### What this task involves
Produce an exact copy of the lines from the line that contains "give the outline of every instance of the sliding" to the end of the listing below.

-- Start of Record excerpts --

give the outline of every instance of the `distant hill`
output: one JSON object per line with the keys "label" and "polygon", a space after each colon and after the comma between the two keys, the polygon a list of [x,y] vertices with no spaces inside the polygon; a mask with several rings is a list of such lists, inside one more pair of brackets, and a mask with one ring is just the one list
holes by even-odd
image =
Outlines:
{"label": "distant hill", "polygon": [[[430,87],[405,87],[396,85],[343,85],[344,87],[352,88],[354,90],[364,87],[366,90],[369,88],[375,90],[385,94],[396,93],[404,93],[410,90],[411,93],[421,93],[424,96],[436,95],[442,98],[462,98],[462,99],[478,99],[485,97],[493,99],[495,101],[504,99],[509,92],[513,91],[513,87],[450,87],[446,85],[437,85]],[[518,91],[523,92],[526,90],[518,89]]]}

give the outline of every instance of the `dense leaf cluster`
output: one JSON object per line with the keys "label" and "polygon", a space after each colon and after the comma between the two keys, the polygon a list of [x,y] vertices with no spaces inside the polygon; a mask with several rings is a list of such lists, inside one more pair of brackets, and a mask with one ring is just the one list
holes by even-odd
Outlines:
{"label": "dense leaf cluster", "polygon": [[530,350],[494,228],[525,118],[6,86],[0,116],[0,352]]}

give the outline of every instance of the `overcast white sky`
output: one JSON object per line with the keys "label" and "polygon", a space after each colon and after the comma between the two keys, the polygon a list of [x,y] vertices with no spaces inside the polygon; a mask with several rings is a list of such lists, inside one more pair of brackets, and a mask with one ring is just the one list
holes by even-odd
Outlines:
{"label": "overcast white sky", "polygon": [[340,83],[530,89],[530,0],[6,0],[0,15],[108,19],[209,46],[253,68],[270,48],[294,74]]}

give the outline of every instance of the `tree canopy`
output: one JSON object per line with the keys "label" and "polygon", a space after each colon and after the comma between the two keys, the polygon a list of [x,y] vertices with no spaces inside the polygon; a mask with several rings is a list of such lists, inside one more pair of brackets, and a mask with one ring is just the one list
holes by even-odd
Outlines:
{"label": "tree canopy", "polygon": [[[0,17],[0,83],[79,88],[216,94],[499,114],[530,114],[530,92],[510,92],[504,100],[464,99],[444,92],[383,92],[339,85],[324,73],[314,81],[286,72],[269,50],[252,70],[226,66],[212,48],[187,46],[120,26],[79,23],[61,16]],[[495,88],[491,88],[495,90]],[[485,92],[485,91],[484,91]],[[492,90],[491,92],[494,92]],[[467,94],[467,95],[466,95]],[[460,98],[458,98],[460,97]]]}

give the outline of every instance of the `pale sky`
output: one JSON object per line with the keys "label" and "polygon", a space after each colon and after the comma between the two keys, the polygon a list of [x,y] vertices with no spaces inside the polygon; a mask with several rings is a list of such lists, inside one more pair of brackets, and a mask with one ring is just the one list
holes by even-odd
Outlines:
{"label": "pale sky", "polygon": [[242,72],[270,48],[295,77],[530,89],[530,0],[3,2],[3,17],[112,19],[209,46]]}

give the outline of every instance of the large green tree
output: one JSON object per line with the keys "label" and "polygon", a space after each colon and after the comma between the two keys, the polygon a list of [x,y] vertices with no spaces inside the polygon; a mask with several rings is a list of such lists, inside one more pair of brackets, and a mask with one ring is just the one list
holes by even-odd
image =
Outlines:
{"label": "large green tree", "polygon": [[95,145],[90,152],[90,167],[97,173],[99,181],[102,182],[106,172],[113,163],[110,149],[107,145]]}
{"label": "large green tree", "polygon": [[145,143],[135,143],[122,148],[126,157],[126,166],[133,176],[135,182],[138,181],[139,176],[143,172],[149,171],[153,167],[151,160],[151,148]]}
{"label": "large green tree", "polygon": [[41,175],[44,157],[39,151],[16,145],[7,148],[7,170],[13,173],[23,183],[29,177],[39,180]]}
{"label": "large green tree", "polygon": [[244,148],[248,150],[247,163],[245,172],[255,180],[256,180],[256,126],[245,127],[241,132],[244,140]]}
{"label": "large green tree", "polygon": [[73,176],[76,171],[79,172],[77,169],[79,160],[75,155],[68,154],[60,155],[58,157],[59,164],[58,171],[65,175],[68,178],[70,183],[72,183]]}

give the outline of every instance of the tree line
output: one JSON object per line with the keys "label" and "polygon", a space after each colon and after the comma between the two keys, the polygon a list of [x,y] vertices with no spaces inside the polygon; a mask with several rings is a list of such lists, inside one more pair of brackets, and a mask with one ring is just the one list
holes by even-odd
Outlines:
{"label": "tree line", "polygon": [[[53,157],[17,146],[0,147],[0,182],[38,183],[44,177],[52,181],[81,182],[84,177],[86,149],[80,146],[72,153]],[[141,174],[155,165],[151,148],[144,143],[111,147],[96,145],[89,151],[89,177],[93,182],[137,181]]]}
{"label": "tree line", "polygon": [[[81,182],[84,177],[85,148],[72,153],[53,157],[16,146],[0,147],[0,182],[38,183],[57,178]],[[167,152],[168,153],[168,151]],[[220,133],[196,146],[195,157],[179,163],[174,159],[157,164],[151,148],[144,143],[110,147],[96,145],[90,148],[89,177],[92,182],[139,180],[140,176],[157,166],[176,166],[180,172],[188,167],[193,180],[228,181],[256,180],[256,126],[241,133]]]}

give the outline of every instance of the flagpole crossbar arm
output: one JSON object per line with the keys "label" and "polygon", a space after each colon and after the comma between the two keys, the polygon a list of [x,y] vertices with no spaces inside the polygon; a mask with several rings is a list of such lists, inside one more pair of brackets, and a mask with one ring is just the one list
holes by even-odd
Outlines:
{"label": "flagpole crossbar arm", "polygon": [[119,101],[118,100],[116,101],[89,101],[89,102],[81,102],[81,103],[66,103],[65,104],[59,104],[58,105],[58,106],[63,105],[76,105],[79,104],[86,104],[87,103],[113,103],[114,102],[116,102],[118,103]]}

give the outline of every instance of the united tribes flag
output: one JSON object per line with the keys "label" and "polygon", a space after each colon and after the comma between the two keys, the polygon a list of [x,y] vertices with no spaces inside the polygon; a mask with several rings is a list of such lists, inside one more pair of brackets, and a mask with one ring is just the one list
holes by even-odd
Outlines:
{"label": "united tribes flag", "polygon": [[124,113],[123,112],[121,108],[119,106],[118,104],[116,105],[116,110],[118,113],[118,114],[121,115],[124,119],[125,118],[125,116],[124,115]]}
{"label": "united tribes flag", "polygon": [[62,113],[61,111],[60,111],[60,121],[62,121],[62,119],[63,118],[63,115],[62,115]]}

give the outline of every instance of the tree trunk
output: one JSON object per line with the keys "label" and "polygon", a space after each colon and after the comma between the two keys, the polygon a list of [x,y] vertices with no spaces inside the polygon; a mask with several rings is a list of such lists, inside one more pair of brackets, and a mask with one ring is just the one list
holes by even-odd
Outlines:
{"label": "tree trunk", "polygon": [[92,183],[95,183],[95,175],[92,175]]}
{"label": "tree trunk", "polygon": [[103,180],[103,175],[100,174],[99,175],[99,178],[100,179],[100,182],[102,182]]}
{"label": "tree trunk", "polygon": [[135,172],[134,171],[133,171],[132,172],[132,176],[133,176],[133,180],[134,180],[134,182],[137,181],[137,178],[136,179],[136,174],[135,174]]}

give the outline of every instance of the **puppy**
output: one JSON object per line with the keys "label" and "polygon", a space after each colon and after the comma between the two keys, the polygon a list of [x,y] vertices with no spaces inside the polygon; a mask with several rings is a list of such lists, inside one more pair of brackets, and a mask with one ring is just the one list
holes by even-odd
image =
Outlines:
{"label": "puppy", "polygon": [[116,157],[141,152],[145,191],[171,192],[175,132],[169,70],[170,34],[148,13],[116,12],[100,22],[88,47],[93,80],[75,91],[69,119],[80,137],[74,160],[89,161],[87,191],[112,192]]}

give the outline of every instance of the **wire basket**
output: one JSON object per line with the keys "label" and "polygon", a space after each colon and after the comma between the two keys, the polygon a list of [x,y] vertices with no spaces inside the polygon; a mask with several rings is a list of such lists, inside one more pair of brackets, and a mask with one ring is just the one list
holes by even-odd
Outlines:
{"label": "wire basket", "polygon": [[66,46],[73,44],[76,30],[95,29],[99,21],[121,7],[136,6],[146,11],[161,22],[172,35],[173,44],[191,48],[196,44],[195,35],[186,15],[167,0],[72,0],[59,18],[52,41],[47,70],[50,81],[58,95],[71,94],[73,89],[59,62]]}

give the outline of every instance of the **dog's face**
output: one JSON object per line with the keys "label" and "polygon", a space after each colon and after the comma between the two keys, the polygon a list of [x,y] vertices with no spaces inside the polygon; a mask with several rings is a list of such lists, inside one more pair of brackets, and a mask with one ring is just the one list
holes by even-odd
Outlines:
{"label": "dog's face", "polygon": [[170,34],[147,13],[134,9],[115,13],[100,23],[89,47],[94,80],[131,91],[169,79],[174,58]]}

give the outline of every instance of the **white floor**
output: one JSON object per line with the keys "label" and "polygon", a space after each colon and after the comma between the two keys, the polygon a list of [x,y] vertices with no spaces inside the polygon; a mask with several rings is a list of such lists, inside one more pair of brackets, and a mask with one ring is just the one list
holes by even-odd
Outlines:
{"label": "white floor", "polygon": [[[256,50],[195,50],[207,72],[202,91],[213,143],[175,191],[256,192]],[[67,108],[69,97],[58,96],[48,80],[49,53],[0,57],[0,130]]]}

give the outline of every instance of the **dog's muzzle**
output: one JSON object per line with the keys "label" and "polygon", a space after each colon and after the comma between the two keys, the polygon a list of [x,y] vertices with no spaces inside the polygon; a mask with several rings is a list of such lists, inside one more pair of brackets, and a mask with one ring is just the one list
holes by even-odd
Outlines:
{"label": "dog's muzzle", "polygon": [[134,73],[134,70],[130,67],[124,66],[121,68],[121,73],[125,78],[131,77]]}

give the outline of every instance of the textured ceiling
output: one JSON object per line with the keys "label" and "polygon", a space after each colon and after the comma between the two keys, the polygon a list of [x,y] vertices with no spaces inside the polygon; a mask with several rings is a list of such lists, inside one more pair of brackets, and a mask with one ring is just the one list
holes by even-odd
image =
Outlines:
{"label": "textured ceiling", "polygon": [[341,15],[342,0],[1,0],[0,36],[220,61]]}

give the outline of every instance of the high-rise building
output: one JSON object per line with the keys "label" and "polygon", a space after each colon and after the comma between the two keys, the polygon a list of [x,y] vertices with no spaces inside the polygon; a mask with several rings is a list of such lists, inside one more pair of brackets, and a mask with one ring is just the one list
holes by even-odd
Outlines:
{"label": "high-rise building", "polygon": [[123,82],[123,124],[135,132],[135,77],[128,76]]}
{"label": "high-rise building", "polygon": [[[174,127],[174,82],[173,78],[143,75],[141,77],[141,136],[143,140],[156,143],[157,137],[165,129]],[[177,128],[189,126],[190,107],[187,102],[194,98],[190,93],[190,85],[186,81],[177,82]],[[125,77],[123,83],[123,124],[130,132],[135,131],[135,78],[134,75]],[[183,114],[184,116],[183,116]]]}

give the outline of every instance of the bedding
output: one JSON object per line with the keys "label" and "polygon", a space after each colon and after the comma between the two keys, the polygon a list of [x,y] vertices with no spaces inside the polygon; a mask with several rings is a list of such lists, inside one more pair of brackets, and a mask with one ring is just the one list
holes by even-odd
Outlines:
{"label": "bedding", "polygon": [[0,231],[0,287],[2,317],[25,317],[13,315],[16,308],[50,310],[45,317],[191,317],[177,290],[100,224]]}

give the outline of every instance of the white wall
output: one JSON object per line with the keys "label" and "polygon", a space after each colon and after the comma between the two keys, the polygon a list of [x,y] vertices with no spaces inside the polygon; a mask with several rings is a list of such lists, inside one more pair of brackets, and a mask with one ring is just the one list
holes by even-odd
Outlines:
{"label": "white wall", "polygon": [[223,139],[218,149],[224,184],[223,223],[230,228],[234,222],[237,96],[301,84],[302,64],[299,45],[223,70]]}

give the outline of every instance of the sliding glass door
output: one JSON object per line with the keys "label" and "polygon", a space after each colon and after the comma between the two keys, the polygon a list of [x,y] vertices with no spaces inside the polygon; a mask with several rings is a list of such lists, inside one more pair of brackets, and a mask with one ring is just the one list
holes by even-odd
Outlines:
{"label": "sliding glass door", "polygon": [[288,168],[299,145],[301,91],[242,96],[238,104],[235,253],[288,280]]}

-- End of Record excerpts --

### Problem solution
give the outline of every instance of the sliding glass door
output: one JSON object per line with the keys "label" and "polygon", a space after each colon and after the comma between the two keys, the polygon a list of [x,y] vertices with no spaces inside the polygon; a mask with several rings is a list of such lists, inside one more pair of brackets, and a mask with one ring is just the one list
holes by even-odd
Outlines:
{"label": "sliding glass door", "polygon": [[288,168],[299,145],[301,91],[242,96],[238,104],[235,253],[288,280]]}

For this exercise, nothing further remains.